Hobbes e Locke, apesar de não defenderem, na filosofia política, pontos de vista semelhantes, estão de acordo a respeito de um ponto: não é possível vivermos sem um Estado. Ambos procuram mostrar, embora evocando razões diferentes, que a autoridade do Estado não só é legítima como a sua inexistência tornaria insuportável a vida em sociedade.
Muitos dos defensores do anarquismo discordam da perspectiva desses filósofos. Consideram absurdo colocar o problema da justificação do estado: não faz sentido procurar argumentos racionais para fundamentar a necessidade do estado porque este, simplesmente, não é necessário.
Como conceber então, partindo deste pressuposto, a organização da vida política e social?
O diálogo a seguir nos ajuda a ter uma idéia:

DEMOCRATA: Ouvi dizer que você se diz um verdadeiro defensor das idéias democráticas. Todavia, critica democratas que, como eu, afirmam que a democracia deve ser a forma de governar o estado.
ANARQUISTA: Claro. Não é possível transformar um mau Estado num bom Estado só por torná-lo democrático, do mesmo modo que não podes transformar um peixe podre num peixe fresco temperando-o com um molho especial.
DEMOCRATA: Caro amigo, deixe-me lhe dizer que a tua metáfora cheira mal. Parece pensar que um Estado é inevitavelmente mau; contudo, não poderíamos viver uma vida decente sem um Estado.
ANARQUISTA: Acho que quando você ouvir o meu argumento, irá aprovar a minha metáfora, pois se você concorda com minhas premissas, como parece, não vejo como poderá discordar da minha conclusão.
DEMOCRATA: Vamos ver.
ANARQUISTA: A minha primeira premissa é que ninguém é obrigado a apoiar ou a obedecer a um mau estado. O que torna esta afirmação poderosa é que ela não é apenas defendida pelos anarquistas, mas faz parte do conjunto de crenças do mundo ocidental de hoje. Como certamente concordará, apesar de a defesa desta afirmação ter uma longa e complexa história no pensamento ocidental, ela ganhou nos tempos modernos uma aceitação geral.
********
Tarefas propostas ▸
A - Responda, com base no trecho sobre o anarquismo:
(i) Em que ponto Hobbes e Locke estão de acordo?
(ii) Por que muitos defensores do anarquismo consideram que não faz sentido procurar argumentos racionais para fundamentar a necessidade do estado?
(iii) Qual é a primeira premissa apresentada pelo anarquista no diálogo?
B - Dê continuidade ao diálogo do trecho sobre o anarquismo, começando logo depois da última frase apresentada.
Os dados não têm relação com o trecho sobre o anarquismo.

Dados apresentados ▸
********
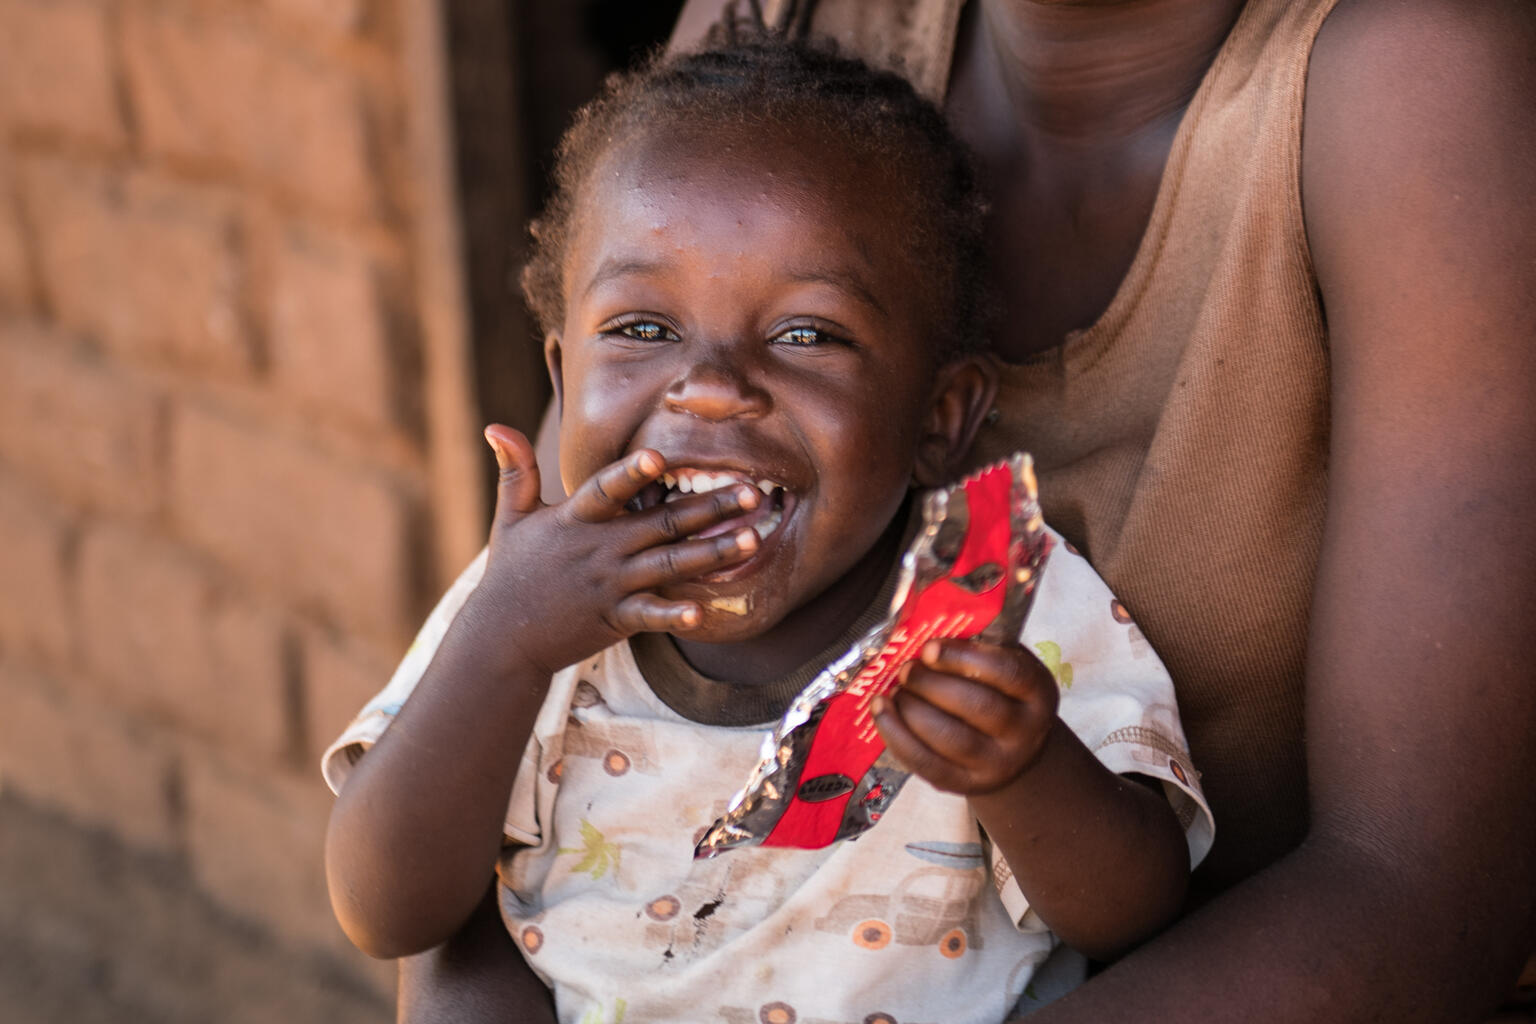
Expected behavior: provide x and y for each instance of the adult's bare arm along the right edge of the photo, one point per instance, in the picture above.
********
Respostas esperadas ▸
A -
(i) Eles concordam que não é possível vivermos sem um Estado.
(ii) Eles consideram que o estado simplesmente não é necessário.
(iii) A primeira premissa é que ninguém é obrigado a apoiar ou a obedecer a um mau estado.

B -
DEMOCRATA: Eu não discordo disso.
ANARQUISTA: Exatamente! A força do nosso argumento é que se fundamenta em premissas que a maioria de nós aceita. Neste século, o terror, a brutalidade e a opressão sistemáticos dos regimes totalitários transformaram esta proposta polêmica numa afirmação quase incontestada. Democratas, liberais, conservadores, radicais, revolucionários, cristãos, judeus, muçulmanos, ateus e agnósticos, todos concordam conosco quando dizemos que nenhuma pessoa tem a obrigação de apoiar ou obedecer a um estado opressivo.
DEMOCRATA: Mas a questão é que um estado democrático não é um estado opressivo.
ANARQUISTA: Não tire conclusões sem antes escutar o que tenho ainda para dizer. A minha segunda premissa é que todos os estados são opressivos. Aqui também nós, anarquistas, adotamos uma crença largamente partilhada. Hoje em dia a opressão é geralmente entendida como uma característica essencial da própria definição de estado. Entre as características específicas que distinguem um estado de outras associações está a sua capacidade de impor sanções severas e até violentas sobre as pessoas que violam as suas regras ou leis.
DEMOCRATA: Eu dificilmente contestaria uma idéia tão elementar. Como qualquer estado, um estado democrático usará a opressão para fazer cumprir as leis democraticamente estabelecidas, se isso se revelar necessário.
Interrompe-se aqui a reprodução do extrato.